- _Task goal_
Keep the pictures out of your copy. Transcribe the records below exactly.

BEGIN Supplied entries

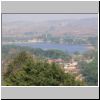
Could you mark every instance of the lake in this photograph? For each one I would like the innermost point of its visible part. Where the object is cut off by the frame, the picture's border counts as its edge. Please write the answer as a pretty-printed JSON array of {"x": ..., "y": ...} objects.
[{"x": 63, "y": 47}]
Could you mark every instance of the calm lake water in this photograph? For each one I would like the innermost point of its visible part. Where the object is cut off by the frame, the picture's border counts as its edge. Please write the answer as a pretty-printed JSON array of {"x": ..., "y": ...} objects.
[{"x": 63, "y": 47}]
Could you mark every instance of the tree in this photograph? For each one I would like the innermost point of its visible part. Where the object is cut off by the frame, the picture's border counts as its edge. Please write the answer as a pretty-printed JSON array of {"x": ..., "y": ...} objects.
[{"x": 25, "y": 70}]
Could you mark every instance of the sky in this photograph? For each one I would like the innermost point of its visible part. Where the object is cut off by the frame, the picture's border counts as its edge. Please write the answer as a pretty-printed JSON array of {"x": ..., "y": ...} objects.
[{"x": 44, "y": 17}]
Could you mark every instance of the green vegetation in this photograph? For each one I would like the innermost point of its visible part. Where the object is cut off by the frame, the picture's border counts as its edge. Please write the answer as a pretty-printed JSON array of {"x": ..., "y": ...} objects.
[
  {"x": 26, "y": 70},
  {"x": 90, "y": 70},
  {"x": 11, "y": 50}
]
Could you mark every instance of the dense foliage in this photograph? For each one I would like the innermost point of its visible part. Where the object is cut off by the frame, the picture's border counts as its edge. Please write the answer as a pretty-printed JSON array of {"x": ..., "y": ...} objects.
[
  {"x": 11, "y": 50},
  {"x": 25, "y": 70},
  {"x": 90, "y": 70}
]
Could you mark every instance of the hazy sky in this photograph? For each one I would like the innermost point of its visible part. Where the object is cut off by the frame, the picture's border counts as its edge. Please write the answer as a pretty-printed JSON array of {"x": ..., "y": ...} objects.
[{"x": 43, "y": 17}]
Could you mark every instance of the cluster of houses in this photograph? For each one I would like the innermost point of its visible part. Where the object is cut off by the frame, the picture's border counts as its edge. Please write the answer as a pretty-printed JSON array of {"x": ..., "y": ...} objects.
[{"x": 71, "y": 66}]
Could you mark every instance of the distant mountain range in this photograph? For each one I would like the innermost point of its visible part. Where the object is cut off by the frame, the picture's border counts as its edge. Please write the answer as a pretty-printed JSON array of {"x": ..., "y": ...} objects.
[{"x": 55, "y": 27}]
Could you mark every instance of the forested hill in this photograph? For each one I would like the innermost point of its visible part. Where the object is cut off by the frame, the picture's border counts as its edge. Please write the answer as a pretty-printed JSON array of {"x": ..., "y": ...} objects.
[{"x": 11, "y": 50}]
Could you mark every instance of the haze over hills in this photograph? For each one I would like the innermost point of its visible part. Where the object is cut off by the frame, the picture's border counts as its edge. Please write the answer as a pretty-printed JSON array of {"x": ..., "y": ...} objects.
[{"x": 87, "y": 26}]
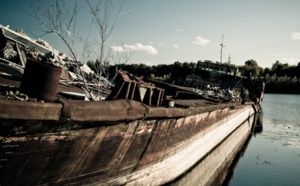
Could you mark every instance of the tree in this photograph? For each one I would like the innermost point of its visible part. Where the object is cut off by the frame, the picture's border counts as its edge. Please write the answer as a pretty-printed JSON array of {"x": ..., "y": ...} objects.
[
  {"x": 60, "y": 19},
  {"x": 251, "y": 68}
]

END Supplied entries

- _Exercise output_
Could you mark every instance of the lake in this photograph? For each one I would like the innermost point of its visible part. Where the object is cut off by the frame, the picture's border counts as its edge. Please write the answer as a pretty-printed JSON array of {"x": ..., "y": ...} objects.
[{"x": 63, "y": 47}]
Could you mark every instance of the calm lake water in this photograph? For each one I would like the innermost point of its visible part. Where the object is cut off by the frame, the picture's border counts as its edge. Please write the answer as a pretty-printed JSON array of {"x": ..., "y": ...} objects.
[{"x": 63, "y": 47}]
Could you mark every instance of the tree in this photograph? For each one I would like the innermost point of its visible part. Where the object is cut off by the frame, the picture's border counts as its edge. Please write the answer as a pretty-printed JSON array of {"x": ..., "y": ...} objects.
[{"x": 25, "y": 70}]
Could you mark every instance of the sky in this photograph? For each one I would like the innermost point of its visible part. Where the object is cut off by the frame, the picture's border counts as its edge. Please write the answer as a pretty-printed JSON array of {"x": ..., "y": ...} objects.
[{"x": 44, "y": 17}]
Could you mark every instance of the green vegetation in this photograph? For each one I would like the innermost point of its visible part. Where the object is cut off by the frame, the picture's border counts as its edge. Please write the answer as a pretty-printed JSON array of {"x": ..., "y": ...} objects.
[
  {"x": 26, "y": 70},
  {"x": 90, "y": 70},
  {"x": 11, "y": 50}
]
Could you mark every instance of the dense foliage in this photograph? For each one I would like the innermost point of its visible part. Where the object is cut off by the frame, the picture's border counts as its edge. Please write the answer as a pretty-printed JSON array of {"x": ..., "y": ...} objects.
[
  {"x": 11, "y": 50},
  {"x": 25, "y": 70},
  {"x": 90, "y": 70}
]
Could you mark every instance of the hazy sky in this photograph? For each one I would like the innermost point of its visible part. Where the object is cut off by the frame, the picture's border counts as its edge. Please write the answer as a pretty-printed JSON array of {"x": ..., "y": ...} objects.
[{"x": 43, "y": 17}]
Could you mark every instance of the cluster of houses in this photograph? For each one I would like the innermost point of its visible part. Where the object is cut off by the frame, the picture's border counts as its edge. Please write the answer as a pretty-printed JSON array of {"x": ..., "y": ...} objects.
[{"x": 71, "y": 66}]
Could you mark every instance of the distant mountain range in this photograph? For each one I would like the innermost point of its visible part. Where the object is cut off by the frame, the picture's border counts as its edge. Please write the answer as a pretty-printed JSON array of {"x": ..., "y": ...} objects.
[{"x": 55, "y": 27}]
Could you mark every instance of the forested hill in this photograph? For each one I would like the innermost point of its visible part. Where the object is cut off by the frame, the picture's border counts as its edge. Please write the answer as a pretty-printed JSON array of {"x": ..., "y": ...} objects.
[{"x": 11, "y": 50}]
Could you mark every instance of the haze over hills in this photograph? For each one I would like the innermost point of its visible part. Where the object is cut off by the frame, the picture's border counts as its edge. Please write the answer as a pretty-printed JSON array of {"x": ..., "y": ...} objects.
[{"x": 87, "y": 26}]
Could you mark every instance of the tree in this photograph? For each one I would like the innermost point of its visible part. Where the object is cut off by the frame, the picture's border counts as its edge. Please write the answer as a pretty-printed JSON array of {"x": ..., "y": ...} objects.
[
  {"x": 60, "y": 19},
  {"x": 251, "y": 68}
]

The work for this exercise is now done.